Exercise materials:
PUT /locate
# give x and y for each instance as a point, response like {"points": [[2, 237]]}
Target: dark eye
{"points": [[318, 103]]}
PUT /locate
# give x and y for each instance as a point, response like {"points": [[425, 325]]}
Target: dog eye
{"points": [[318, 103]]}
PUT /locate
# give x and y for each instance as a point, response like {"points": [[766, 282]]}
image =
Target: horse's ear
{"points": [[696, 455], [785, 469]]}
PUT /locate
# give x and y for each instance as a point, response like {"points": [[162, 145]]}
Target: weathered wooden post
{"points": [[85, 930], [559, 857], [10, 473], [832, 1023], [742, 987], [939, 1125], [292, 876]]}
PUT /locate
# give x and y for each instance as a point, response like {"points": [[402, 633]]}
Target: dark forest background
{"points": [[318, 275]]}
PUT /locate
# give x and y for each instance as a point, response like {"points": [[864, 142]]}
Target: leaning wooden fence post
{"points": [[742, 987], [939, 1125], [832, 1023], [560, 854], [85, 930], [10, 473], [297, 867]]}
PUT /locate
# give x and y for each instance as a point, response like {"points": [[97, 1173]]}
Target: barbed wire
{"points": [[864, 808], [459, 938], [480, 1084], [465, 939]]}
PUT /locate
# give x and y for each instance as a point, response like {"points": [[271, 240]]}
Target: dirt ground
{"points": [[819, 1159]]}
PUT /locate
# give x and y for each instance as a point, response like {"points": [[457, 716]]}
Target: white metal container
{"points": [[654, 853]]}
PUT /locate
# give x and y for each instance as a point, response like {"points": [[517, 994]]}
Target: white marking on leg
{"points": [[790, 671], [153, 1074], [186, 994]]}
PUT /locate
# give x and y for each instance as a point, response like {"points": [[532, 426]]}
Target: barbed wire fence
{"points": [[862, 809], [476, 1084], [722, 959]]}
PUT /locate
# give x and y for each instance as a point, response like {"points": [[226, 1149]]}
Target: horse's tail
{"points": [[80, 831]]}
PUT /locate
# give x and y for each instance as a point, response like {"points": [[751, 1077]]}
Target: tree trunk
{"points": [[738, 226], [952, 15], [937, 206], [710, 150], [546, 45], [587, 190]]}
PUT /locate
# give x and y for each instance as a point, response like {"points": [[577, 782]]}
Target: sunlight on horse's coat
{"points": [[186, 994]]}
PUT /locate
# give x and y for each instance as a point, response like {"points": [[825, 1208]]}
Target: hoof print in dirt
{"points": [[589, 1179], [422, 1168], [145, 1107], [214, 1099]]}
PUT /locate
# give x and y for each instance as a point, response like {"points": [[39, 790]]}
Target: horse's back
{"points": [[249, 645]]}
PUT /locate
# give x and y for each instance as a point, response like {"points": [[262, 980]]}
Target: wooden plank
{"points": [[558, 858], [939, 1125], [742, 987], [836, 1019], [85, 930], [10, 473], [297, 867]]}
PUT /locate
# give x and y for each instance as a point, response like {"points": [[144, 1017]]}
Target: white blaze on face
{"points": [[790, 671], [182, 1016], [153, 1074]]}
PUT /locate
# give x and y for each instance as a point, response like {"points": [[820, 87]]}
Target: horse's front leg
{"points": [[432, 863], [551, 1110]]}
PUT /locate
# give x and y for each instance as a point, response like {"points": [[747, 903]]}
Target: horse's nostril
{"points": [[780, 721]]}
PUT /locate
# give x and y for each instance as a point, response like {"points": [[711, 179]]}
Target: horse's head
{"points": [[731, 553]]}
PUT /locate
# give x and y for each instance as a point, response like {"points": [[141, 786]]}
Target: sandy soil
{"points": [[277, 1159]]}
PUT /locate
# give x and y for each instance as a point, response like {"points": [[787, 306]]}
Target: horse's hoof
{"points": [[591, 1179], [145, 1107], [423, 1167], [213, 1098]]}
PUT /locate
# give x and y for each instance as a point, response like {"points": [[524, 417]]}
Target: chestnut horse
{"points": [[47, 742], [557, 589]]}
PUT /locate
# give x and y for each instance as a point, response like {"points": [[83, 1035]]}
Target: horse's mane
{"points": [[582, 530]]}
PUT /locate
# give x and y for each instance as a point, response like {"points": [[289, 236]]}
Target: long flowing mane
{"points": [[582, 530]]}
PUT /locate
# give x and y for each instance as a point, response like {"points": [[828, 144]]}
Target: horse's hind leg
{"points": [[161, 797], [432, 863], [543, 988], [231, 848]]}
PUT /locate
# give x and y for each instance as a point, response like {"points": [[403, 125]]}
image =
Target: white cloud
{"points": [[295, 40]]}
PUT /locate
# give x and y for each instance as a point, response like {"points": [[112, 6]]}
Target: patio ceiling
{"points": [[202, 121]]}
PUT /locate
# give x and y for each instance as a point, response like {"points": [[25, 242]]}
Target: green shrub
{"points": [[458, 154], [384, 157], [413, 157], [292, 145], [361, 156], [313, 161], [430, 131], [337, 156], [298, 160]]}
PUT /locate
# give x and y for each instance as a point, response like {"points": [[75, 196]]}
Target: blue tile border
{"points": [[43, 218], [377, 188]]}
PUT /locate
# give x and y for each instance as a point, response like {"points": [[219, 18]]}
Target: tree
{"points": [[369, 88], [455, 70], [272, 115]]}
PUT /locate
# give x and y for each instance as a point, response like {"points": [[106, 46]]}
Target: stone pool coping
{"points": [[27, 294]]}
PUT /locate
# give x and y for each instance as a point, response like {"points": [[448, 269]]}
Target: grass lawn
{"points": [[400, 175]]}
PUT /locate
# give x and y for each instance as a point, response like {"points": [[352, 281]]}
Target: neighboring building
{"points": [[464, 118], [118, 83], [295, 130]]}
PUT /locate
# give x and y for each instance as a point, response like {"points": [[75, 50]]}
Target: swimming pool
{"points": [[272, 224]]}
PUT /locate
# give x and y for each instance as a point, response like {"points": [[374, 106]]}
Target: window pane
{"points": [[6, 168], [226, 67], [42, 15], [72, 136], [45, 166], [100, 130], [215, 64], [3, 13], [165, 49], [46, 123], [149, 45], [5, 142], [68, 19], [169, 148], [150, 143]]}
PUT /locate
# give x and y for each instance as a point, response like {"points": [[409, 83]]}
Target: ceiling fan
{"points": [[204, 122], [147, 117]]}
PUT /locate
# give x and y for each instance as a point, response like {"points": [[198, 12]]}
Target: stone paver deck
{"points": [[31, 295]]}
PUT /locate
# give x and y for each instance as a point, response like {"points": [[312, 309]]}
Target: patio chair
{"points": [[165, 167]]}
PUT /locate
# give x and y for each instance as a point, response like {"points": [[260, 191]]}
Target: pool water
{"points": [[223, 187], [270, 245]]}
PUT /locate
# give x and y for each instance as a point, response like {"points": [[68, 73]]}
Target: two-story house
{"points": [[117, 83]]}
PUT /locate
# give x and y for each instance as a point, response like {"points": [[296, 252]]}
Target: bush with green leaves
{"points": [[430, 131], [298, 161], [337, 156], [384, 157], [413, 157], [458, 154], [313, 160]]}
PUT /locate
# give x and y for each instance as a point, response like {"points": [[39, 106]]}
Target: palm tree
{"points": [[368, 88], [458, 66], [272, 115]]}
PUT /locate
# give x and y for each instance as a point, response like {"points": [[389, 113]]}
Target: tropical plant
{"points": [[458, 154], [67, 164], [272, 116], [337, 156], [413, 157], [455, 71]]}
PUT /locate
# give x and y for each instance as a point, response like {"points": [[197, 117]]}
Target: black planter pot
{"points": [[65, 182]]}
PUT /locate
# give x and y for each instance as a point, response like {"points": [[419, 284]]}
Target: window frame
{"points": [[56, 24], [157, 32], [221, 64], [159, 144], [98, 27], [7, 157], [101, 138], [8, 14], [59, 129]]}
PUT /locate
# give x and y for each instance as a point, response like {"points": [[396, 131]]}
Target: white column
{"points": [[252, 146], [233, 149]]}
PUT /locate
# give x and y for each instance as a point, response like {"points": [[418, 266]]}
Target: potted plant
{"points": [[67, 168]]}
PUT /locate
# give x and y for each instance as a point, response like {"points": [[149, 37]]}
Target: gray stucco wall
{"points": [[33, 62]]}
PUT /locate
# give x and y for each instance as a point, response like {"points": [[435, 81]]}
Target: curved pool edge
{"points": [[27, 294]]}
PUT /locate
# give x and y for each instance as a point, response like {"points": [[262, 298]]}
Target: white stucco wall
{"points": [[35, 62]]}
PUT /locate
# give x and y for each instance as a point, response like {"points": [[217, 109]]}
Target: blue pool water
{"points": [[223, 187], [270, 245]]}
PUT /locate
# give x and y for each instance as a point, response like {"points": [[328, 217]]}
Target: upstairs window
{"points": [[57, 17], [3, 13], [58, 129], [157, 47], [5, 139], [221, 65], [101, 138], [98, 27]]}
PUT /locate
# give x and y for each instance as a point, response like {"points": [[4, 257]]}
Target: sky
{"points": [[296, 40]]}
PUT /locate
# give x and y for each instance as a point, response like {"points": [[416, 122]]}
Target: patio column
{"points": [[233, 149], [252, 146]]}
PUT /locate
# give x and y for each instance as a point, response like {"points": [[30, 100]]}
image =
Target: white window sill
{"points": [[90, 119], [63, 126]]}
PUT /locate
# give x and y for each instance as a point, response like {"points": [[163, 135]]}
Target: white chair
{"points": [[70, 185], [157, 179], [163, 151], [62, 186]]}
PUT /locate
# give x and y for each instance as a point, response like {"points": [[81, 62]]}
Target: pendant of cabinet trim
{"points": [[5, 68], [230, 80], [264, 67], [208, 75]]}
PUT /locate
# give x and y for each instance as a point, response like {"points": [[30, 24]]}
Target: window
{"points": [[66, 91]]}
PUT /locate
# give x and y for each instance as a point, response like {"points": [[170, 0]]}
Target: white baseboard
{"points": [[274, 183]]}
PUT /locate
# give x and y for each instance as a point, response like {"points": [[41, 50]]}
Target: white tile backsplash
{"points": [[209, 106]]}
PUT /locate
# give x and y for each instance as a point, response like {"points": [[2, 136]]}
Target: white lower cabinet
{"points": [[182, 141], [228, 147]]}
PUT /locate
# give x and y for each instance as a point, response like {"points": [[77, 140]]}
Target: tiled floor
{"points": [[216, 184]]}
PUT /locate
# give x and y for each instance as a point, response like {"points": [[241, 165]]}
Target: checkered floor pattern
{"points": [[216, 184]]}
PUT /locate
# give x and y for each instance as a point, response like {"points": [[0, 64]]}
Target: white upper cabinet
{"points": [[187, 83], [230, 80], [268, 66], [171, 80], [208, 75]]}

What you need to do: Count the lines above that contain the word "fence". Give only the number.

Exercise solution: 2